◆ **REQUIREMENTS**: List each line of the entries below that contains the string "branch", copying every such line in full. Case counts.
----- EXERCISE MATERIAL -----
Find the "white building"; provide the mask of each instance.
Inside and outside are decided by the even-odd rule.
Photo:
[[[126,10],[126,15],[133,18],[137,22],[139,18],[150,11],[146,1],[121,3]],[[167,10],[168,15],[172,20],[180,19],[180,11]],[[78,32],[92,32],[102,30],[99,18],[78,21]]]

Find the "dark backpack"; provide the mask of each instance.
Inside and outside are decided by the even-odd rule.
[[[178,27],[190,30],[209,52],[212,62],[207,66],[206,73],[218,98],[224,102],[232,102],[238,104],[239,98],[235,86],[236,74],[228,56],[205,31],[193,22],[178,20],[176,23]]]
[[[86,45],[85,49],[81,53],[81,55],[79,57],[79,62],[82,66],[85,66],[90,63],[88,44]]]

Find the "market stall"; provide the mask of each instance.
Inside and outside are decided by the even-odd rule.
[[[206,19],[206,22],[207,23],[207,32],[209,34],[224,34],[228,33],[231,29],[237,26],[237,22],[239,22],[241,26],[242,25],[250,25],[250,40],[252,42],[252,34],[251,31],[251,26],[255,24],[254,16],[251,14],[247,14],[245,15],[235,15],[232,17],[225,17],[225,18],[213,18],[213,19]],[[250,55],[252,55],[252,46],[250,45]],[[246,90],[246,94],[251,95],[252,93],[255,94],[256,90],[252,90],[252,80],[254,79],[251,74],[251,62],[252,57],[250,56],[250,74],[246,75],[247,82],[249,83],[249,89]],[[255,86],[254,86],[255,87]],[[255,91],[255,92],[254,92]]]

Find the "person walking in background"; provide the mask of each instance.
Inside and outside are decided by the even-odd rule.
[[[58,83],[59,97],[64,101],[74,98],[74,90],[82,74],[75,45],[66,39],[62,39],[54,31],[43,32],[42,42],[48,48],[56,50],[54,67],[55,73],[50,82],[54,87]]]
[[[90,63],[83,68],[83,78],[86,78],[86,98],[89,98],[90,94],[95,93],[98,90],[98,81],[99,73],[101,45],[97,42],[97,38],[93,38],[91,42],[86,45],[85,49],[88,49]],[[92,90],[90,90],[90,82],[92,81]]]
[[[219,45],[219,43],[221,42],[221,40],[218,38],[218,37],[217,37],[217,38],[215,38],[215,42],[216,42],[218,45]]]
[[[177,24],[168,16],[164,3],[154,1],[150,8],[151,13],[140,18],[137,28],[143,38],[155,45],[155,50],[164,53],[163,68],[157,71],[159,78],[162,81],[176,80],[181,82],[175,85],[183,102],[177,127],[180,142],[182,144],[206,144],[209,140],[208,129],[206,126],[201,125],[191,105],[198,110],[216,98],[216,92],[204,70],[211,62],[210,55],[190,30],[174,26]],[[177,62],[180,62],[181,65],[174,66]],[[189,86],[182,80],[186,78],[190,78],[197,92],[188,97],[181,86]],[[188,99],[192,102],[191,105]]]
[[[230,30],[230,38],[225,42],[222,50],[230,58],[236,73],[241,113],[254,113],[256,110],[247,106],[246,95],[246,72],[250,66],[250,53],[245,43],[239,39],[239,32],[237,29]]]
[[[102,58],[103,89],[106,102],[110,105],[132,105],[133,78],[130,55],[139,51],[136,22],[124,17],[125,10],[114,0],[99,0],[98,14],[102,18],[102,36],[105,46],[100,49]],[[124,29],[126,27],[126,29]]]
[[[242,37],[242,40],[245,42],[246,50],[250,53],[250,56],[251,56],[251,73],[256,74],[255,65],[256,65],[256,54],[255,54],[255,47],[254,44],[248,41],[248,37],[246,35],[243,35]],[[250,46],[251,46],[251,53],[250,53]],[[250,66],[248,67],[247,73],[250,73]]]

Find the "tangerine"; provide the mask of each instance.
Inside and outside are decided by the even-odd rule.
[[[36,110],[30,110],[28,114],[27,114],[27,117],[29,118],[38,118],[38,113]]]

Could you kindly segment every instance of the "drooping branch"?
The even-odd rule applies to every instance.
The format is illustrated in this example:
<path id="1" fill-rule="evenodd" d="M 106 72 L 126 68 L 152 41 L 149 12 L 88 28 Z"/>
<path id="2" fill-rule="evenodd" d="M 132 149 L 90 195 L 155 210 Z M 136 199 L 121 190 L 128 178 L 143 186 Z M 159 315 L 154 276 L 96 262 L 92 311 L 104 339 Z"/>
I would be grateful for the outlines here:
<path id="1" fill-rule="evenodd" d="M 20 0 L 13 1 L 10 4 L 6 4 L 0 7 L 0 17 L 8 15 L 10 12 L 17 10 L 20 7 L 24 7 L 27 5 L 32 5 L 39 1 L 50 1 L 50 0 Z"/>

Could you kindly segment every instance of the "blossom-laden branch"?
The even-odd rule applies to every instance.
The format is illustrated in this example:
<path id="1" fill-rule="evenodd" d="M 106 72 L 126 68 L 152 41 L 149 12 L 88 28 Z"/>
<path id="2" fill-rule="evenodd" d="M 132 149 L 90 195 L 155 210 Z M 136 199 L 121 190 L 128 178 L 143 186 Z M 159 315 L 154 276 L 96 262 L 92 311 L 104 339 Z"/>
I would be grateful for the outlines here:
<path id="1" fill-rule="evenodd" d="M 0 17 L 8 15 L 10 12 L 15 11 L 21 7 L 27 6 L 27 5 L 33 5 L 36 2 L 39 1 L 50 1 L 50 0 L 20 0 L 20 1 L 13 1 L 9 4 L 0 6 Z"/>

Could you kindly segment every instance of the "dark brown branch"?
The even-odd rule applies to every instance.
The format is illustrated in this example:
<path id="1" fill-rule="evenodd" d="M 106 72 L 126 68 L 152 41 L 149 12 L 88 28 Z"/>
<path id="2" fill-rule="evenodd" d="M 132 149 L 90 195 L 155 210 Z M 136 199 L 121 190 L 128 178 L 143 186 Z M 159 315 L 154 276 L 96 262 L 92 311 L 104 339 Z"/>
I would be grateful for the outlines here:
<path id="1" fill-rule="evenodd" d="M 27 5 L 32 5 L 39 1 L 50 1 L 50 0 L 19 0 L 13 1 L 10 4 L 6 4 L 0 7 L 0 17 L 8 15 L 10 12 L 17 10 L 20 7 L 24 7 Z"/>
-----
◆ **EXPECTED OUTPUT**:
Could you kindly segment every instance of the "drooping branch"?
Could you kindly segment every instance of the "blossom-laden branch"?
Could you kindly segment every instance of the "dark brown branch"?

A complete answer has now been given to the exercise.